Work task 1:
Copy the passage on the BELEBELE dataset word for word, between "In an article" and "processing (NLP) systems.", inclusive.
Work task 2:
Answer these questions using the passage on the BELEBELE dataset:
(a) How many language variants does BELEBELE span?
(b) According to the comparison BELEBELE allowed, which models did smaller multilingual models often outperform?
(c) Past cross-lingual NLU datasets covered fewer than how many languages?

Text under study:
——————————

In an article recently posted to the Meta Research website, researchers introduced a balanced evaluation of language evaluation for better language engineering (BELEBELE). This multiple-choice machine reading comprehension dataset spanned 122 language variants.
This dataset significantly expanded language coverage in natural language understanding benchmarks, enabling the evaluation of text models across high-, medium--, and low-resource languages. It allowed direct comparison of model performance across languages, revealing that smaller multilingual models often outperformed English-centric large language models in understanding diverse languages. BELEBELE opened new opportunities for evaluating multilingual natural language processing (NLP) systems.
Background
Past work in cross-lingual evaluation has produced several NL Understanding (NLU) datasets covering under 30 languages, mostly high- or medium-resource. Despite advancements like multilingual interface for taking knowledge (MINTAKA) for large language models (LLMs) and cross-lingual abstractive summarization (XLSUM) for abstractive summarization, these datasets still need extensive language coverage.
Challenges include the difficulty of creating parallel datasets for low-resource languages and ensuring consistent quality across diverse linguistic and cultural contexts. Additionally, many existing datasets require complex cross-lingual knowledge transfer, making evaluating languages even more challenging.

——————————

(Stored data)
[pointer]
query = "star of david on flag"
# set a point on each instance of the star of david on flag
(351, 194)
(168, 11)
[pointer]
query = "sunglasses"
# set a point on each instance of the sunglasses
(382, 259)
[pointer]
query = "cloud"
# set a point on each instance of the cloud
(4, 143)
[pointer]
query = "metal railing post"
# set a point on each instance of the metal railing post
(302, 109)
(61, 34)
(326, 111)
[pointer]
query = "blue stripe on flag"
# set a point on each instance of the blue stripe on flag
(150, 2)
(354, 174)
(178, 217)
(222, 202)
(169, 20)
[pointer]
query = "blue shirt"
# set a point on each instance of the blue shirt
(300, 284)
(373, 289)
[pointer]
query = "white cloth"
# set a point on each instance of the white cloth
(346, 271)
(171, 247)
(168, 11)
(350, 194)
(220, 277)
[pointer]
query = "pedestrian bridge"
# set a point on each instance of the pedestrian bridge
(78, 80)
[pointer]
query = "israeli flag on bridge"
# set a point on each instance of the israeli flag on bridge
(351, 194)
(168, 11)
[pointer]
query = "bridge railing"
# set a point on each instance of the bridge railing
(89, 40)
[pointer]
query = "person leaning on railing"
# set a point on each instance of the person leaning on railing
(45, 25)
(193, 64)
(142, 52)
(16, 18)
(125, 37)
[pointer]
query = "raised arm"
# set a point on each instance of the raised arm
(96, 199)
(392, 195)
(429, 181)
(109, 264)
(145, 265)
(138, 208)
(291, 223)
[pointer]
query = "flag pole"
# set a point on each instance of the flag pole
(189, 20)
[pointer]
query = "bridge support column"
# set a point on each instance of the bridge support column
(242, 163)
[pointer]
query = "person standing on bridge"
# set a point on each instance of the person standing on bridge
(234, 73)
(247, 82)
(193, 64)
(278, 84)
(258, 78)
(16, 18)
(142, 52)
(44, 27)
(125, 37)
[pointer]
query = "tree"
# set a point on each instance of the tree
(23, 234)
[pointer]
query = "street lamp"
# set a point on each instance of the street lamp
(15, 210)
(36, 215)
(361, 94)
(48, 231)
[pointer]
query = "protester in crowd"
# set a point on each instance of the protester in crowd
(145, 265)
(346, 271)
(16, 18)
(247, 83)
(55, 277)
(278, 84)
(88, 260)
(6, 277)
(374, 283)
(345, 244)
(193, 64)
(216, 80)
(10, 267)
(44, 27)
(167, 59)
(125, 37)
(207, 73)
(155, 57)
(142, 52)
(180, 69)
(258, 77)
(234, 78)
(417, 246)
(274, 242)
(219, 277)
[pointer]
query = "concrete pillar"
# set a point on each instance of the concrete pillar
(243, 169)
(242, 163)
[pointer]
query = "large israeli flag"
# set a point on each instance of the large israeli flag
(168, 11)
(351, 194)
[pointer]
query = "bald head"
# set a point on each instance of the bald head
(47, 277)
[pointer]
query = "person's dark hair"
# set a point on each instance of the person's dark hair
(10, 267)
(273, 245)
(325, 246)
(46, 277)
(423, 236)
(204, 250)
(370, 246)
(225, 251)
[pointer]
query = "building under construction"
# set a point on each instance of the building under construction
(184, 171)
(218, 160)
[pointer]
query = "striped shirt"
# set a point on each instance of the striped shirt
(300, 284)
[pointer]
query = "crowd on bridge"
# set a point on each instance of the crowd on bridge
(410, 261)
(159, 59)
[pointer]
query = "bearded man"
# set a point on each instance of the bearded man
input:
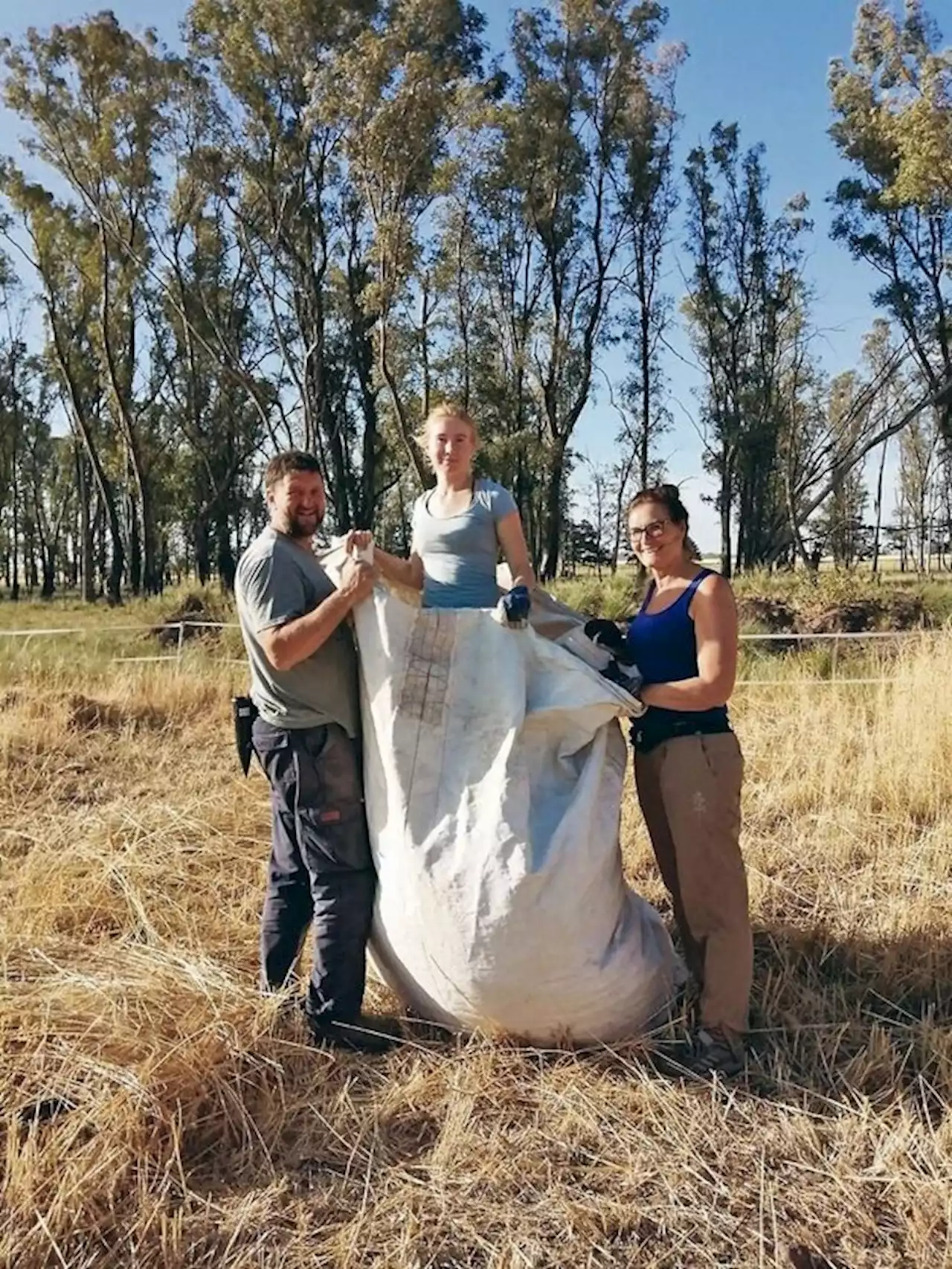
(306, 736)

——————————

Answer 1:
In an article recently posted to the Meta Research website, researchers introduced a balanced evaluation of language evaluation for better language engineering (BELEBELE). This multiple-choice machine reading comprehension dataset spanned 122 language variants.
This dataset significantly expanded language coverage in natural language understanding benchmarks, enabling the evaluation of text models across high-, medium--, and low-resource languages. It allowed direct comparison of model performance across languages, revealing that smaller multilingual models often outperformed English-centric large language models in understanding diverse languages. BELEBELE opened new opportunities for evaluating multilingual natural language processing (NLP) systems.

Answer 2:
(a) 122 language variants.
(b) English-centric large language models.
(c) Fewer than 30 languages.